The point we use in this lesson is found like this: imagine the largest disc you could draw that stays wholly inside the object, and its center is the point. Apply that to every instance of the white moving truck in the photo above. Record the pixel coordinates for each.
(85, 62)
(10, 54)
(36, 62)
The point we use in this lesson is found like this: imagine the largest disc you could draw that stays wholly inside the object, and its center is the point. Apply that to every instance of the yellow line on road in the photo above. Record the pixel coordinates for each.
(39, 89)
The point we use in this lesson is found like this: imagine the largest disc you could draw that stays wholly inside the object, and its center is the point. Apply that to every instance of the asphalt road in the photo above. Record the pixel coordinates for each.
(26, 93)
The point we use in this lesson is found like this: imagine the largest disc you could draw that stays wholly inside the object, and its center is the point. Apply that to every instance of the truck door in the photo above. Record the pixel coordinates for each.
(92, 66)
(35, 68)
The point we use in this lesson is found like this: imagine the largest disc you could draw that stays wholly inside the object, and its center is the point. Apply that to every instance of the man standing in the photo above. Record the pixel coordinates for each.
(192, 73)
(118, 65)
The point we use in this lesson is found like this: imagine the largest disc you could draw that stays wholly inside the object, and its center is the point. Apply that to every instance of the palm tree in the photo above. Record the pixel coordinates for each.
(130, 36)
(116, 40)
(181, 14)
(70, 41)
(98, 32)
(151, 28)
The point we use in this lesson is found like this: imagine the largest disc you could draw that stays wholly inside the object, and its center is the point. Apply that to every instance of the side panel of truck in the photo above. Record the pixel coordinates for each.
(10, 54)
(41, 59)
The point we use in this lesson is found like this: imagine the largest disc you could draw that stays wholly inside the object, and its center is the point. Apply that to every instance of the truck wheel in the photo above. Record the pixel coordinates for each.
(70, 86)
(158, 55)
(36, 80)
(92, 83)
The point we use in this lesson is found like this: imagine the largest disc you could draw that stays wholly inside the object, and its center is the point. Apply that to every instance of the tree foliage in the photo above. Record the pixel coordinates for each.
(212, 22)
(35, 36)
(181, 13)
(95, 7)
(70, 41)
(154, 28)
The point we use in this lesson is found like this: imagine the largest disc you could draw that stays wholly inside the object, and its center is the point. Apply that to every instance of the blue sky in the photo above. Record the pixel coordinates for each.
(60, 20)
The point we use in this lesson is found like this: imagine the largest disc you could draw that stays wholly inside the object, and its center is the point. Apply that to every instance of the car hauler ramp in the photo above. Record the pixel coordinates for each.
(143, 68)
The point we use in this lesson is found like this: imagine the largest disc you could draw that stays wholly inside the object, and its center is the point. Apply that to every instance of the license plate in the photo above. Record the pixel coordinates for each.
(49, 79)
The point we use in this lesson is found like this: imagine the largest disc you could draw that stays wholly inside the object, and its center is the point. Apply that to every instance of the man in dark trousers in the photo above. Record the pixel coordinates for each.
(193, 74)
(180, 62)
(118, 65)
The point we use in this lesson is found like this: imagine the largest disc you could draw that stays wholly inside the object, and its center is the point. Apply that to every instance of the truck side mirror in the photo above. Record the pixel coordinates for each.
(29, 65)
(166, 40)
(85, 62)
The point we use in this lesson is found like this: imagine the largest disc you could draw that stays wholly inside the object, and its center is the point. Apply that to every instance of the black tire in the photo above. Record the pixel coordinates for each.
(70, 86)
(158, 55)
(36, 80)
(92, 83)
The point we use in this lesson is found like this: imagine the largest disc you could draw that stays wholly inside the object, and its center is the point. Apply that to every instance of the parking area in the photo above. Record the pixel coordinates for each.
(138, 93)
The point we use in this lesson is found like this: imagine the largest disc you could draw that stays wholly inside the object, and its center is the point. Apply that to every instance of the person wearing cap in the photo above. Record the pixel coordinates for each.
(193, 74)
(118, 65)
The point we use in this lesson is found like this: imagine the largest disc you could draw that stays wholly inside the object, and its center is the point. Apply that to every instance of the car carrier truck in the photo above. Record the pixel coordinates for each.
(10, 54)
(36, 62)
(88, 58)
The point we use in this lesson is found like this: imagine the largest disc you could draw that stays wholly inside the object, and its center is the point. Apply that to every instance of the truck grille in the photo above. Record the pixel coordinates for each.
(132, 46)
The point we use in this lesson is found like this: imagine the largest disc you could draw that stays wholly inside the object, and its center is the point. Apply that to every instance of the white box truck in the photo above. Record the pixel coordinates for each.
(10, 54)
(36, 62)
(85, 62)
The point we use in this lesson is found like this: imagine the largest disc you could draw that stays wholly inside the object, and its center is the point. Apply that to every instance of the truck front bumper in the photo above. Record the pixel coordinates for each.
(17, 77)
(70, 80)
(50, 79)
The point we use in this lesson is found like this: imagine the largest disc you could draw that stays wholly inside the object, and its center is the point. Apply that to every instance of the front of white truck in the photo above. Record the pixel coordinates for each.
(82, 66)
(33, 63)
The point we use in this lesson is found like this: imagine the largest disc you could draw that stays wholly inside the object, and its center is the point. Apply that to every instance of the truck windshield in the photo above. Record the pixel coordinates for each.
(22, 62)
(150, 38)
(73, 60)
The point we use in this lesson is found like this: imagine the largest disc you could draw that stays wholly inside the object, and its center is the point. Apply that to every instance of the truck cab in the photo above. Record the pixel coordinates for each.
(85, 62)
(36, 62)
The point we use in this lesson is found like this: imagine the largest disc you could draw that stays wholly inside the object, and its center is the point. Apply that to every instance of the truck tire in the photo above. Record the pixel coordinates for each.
....
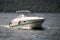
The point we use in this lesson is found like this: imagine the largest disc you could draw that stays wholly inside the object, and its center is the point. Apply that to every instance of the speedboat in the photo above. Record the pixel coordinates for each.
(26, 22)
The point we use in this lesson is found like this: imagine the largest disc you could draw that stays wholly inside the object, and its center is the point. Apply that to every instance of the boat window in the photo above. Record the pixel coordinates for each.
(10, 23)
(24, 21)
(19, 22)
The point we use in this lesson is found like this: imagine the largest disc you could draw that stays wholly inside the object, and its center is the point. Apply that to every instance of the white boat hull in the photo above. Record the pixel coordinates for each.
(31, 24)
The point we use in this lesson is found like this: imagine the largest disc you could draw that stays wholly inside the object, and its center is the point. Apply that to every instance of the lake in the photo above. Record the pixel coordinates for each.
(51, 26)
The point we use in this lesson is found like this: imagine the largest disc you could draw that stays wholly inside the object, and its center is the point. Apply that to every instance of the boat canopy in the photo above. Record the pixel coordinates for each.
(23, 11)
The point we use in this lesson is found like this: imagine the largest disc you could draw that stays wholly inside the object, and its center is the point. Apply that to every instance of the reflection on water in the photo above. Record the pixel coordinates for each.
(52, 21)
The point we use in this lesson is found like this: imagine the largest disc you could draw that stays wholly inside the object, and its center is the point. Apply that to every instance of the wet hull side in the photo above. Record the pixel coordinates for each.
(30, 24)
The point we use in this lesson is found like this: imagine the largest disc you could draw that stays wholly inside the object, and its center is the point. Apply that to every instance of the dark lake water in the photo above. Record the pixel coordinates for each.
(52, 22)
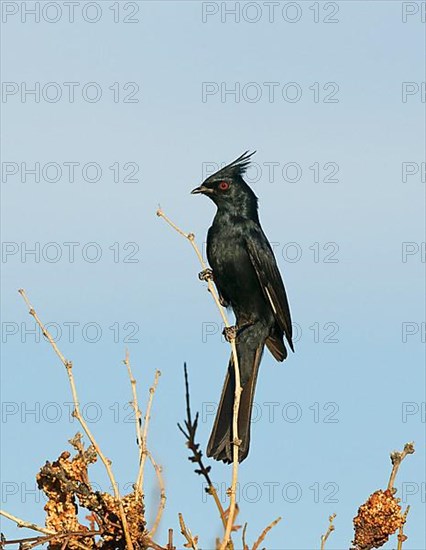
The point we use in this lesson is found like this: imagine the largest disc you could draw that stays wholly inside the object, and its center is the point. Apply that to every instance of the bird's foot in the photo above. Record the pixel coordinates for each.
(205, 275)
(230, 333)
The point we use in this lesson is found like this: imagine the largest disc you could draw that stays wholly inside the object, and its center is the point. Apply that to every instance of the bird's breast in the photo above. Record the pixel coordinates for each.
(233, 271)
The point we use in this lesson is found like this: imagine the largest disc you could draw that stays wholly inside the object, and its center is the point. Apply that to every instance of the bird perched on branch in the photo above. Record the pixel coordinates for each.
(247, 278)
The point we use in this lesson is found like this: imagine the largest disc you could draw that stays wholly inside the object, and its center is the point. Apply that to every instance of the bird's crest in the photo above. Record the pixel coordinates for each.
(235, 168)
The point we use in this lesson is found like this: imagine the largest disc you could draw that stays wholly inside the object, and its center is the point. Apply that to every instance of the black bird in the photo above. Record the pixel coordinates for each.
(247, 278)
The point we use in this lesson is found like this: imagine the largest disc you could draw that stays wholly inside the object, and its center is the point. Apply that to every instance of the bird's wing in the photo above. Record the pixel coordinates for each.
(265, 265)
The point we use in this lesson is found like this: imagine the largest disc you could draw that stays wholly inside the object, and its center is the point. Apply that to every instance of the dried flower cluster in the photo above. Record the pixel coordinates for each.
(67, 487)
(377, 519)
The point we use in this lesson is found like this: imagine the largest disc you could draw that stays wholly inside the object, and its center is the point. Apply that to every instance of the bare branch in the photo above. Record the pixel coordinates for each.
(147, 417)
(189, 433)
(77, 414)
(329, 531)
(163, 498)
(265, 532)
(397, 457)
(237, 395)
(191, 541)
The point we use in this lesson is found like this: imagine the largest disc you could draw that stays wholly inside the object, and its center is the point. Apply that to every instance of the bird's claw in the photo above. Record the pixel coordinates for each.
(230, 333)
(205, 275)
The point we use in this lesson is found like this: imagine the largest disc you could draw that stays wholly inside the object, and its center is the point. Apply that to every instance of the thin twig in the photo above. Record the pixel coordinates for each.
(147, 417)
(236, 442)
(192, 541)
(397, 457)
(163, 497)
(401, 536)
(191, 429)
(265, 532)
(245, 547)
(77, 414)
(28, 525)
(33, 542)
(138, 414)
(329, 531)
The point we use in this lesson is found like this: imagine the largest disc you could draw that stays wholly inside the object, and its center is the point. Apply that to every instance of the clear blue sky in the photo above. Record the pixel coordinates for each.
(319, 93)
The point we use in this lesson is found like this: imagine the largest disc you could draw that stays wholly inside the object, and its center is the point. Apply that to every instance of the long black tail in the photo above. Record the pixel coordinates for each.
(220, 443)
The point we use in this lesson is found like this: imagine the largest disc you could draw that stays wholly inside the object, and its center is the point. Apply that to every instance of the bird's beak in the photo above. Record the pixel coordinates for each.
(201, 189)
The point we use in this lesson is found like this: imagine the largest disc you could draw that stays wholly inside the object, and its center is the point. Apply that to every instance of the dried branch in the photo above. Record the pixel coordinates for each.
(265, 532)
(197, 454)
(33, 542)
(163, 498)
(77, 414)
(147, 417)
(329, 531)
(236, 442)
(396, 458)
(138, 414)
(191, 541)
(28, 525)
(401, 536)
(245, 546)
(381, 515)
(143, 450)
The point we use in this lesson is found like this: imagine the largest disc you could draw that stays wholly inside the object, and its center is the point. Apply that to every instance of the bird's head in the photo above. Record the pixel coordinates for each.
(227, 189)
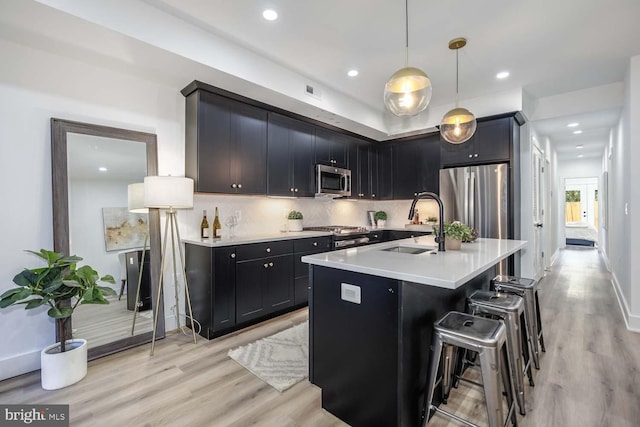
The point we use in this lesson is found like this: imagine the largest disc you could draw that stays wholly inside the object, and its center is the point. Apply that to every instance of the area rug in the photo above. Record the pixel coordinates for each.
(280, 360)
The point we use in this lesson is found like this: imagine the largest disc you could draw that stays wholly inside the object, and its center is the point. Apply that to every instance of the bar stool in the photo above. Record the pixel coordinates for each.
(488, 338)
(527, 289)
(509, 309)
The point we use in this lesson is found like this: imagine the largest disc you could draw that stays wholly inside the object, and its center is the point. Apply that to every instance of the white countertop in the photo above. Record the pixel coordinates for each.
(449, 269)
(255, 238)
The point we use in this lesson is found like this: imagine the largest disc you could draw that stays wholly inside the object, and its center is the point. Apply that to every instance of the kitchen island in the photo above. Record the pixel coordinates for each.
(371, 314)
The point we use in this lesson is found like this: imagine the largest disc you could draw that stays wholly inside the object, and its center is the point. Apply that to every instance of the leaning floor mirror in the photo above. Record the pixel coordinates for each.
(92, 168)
....
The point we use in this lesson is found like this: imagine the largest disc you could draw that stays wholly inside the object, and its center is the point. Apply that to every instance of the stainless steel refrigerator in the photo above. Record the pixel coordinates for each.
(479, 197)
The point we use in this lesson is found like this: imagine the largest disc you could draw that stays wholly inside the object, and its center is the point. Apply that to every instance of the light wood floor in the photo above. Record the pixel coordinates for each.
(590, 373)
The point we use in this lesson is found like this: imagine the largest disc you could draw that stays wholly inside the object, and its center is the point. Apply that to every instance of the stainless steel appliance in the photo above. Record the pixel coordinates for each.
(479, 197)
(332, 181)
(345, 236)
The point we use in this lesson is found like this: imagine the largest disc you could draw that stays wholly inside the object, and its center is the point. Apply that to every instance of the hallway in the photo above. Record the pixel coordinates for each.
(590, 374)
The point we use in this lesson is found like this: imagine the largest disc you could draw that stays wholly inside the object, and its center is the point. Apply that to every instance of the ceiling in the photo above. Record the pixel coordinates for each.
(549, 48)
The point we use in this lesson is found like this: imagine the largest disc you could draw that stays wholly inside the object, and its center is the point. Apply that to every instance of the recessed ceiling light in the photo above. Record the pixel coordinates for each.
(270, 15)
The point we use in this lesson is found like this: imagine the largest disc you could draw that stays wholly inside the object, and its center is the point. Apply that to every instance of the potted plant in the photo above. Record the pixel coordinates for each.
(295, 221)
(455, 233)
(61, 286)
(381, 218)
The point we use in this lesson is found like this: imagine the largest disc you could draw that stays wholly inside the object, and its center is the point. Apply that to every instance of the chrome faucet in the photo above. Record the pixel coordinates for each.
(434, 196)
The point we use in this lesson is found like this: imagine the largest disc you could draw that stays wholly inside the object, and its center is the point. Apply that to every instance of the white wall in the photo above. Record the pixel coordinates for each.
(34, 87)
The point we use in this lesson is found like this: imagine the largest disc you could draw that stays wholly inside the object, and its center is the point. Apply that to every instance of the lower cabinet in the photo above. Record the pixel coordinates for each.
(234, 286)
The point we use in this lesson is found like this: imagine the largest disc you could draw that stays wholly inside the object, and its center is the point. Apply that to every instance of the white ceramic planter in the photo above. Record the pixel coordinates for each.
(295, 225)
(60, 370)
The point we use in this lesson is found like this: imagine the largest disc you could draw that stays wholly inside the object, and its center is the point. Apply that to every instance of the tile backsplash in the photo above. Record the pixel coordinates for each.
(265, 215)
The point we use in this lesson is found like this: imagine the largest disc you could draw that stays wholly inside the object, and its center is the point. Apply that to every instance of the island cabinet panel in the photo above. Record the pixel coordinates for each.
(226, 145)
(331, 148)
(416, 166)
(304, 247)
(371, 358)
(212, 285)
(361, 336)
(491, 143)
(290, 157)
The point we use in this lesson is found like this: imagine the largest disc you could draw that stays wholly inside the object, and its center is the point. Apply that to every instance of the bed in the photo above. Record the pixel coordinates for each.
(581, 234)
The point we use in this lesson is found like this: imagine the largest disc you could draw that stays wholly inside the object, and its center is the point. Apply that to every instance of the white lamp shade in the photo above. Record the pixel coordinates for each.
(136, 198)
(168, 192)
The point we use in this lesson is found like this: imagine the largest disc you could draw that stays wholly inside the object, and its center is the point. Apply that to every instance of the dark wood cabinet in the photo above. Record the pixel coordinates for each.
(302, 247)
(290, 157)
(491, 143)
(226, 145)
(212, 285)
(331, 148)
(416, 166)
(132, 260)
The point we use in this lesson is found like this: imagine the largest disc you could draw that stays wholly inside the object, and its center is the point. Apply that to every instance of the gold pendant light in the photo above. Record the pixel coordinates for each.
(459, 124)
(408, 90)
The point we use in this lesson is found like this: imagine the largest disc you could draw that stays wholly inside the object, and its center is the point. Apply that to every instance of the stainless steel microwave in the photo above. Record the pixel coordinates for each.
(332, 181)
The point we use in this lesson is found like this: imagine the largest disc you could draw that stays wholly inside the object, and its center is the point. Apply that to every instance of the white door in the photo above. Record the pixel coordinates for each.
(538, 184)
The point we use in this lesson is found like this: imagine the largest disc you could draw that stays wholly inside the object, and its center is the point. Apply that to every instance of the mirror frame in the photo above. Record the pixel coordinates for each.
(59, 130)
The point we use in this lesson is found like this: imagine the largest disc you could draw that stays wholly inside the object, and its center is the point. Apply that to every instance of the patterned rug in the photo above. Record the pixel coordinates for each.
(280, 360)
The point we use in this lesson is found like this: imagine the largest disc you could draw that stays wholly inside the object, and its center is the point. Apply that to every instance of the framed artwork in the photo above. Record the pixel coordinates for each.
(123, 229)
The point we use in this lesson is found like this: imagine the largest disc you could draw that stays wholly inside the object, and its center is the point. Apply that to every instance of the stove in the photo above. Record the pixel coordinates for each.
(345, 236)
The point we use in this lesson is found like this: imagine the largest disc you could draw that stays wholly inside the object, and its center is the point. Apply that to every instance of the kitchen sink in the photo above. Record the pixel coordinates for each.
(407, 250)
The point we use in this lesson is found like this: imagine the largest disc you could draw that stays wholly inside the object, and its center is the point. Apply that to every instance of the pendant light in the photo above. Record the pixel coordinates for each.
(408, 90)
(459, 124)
....
Exercise description |
Pick out each line in the rows above that contains the word "dried", and copy those lines in full.

Reply to the exercise |
The point we use in this lesson is found like this: imagine the largest disc you could draw that stays wholly inside the object, and its center is the point. Apply that to every instance of the dried flower cluster in the photo above. Record the pixel coordinates for each.
The point we use in this lesson is found like this: imagine the largest disc you could draw that stays wholly inside the object, and its center is the point. Apply that to every instance of the dried branch in the photo above. Record the pixel coordinates for each.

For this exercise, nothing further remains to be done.